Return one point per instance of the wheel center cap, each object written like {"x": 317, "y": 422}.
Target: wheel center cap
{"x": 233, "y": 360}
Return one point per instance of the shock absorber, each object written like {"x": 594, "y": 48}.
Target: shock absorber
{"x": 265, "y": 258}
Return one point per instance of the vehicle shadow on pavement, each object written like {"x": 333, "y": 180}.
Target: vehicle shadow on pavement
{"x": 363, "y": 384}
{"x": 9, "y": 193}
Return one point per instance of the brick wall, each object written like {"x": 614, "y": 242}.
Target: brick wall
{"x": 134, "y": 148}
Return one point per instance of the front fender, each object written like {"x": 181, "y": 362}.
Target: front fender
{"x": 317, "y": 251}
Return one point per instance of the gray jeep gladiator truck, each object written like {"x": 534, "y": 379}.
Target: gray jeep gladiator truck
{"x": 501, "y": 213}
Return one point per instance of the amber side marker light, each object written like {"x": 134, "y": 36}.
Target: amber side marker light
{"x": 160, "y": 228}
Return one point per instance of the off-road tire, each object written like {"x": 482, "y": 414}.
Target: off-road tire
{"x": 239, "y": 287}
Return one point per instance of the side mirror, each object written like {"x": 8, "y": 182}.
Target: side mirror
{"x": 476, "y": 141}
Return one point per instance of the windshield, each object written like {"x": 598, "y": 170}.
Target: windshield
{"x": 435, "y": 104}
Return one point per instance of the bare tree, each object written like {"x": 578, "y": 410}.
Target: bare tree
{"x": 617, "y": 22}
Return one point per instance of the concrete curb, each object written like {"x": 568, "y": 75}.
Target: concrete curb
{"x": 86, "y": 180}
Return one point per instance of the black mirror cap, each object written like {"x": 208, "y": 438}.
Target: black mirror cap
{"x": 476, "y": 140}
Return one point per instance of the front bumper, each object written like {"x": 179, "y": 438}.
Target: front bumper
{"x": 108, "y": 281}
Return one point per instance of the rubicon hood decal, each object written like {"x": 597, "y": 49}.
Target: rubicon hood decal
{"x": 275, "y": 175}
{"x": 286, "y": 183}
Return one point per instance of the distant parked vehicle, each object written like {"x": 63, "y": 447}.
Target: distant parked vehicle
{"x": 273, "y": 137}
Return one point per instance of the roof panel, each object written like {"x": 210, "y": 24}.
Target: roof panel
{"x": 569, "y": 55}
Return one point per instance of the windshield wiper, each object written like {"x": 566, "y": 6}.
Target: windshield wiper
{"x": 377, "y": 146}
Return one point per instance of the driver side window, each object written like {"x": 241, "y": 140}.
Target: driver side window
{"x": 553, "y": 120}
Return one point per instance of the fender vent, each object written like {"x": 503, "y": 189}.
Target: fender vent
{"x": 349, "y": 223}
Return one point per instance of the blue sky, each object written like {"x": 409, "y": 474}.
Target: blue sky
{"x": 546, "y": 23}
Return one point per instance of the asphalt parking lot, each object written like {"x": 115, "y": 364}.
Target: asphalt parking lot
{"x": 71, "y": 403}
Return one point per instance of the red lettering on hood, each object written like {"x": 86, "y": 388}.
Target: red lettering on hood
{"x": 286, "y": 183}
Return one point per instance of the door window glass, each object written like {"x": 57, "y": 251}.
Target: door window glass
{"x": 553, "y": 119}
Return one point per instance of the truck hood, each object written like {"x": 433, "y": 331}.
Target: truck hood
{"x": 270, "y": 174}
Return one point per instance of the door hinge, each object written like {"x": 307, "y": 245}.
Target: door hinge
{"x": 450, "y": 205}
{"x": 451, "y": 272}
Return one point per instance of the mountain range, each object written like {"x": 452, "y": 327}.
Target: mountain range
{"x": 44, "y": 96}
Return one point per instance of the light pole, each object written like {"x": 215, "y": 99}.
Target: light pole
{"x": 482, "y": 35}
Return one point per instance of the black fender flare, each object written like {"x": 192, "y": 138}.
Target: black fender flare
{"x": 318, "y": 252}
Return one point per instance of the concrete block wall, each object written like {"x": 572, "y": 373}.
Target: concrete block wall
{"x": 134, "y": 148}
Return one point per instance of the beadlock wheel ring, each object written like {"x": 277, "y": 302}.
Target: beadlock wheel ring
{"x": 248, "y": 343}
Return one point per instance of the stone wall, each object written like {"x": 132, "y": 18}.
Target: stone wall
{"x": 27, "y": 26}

Work required
Lines to set down from above: the line with "Return one point per instance of the off-road", the line with "Return one point per instance of the side", and every line between, each exactly as written.

Answer for the task
Return one point per instance of the off-road tire, each object written like {"x": 482, "y": 414}.
Target: off-road tire
{"x": 239, "y": 287}
Return one point per instance of the side mirror, each object written like {"x": 8, "y": 182}.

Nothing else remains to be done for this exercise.